===== Data entries =====
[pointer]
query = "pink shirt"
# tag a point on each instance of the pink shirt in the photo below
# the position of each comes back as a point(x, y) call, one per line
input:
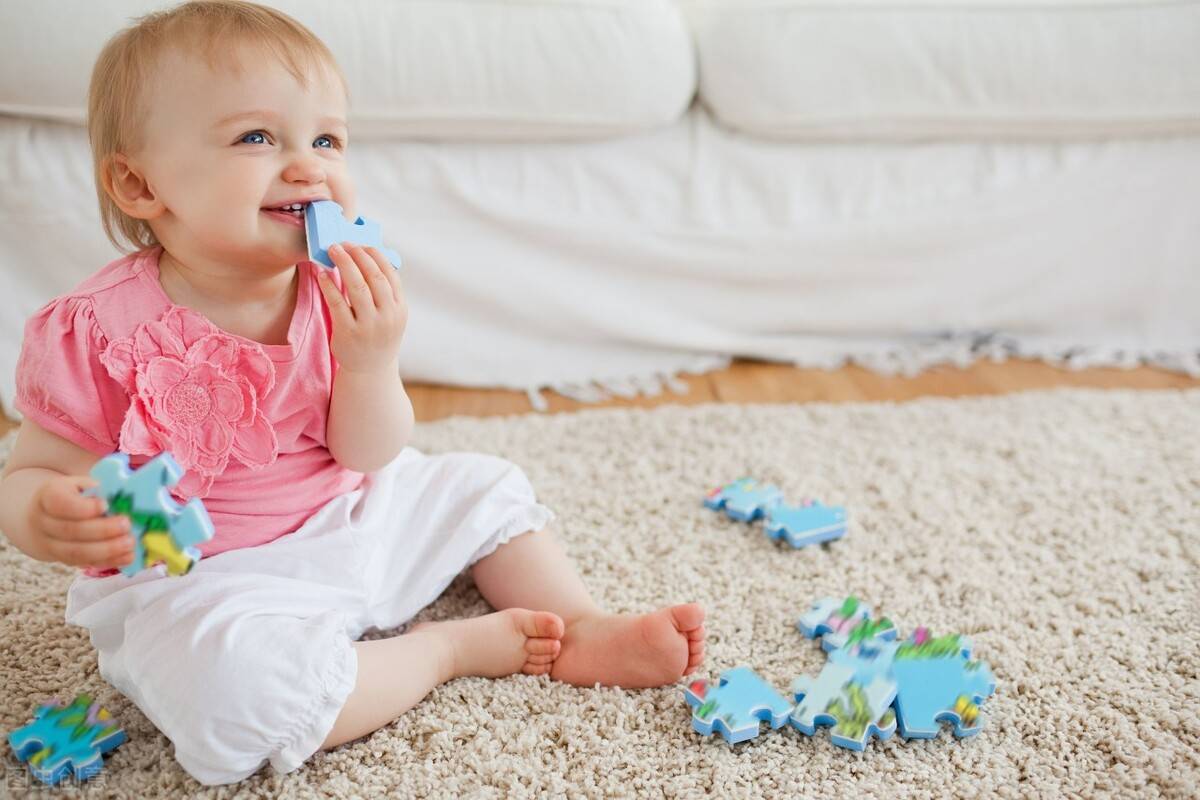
point(115, 365)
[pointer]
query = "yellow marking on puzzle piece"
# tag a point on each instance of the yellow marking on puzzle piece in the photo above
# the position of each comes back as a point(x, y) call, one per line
point(161, 548)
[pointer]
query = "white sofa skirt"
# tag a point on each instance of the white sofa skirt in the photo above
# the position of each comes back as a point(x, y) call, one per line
point(613, 265)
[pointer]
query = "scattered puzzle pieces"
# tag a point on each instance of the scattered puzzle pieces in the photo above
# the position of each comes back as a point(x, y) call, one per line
point(833, 620)
point(745, 499)
point(857, 709)
point(736, 705)
point(936, 681)
point(162, 529)
point(325, 224)
point(871, 685)
point(805, 524)
point(66, 739)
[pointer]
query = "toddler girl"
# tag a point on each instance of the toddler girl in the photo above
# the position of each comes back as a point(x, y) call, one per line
point(275, 384)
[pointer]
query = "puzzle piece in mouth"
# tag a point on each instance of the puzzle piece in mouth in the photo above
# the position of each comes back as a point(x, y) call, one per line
point(324, 224)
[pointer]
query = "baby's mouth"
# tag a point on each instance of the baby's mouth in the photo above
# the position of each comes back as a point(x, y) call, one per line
point(294, 209)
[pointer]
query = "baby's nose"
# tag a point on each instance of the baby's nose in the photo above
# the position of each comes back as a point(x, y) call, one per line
point(305, 168)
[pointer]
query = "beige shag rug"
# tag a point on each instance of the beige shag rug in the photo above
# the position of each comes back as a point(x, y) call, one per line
point(1061, 530)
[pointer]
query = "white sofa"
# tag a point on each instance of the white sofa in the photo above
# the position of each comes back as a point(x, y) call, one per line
point(598, 194)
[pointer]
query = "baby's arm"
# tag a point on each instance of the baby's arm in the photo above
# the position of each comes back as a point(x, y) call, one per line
point(42, 511)
point(370, 413)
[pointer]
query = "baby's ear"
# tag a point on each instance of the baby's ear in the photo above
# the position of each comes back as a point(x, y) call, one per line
point(127, 185)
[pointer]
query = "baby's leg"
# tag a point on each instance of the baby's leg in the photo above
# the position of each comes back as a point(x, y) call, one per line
point(629, 650)
point(395, 674)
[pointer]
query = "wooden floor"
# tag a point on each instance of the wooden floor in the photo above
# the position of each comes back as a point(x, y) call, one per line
point(763, 383)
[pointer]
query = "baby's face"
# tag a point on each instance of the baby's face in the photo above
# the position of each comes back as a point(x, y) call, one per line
point(221, 148)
=====
**Written problem**
Return, copied in full, each line of the records above in which the word "yellow" appears.

**Written solution**
query = "yellow marking on puzzle piece"
# tag a point on each instance of the yellow marking on puzzle piece in the photo above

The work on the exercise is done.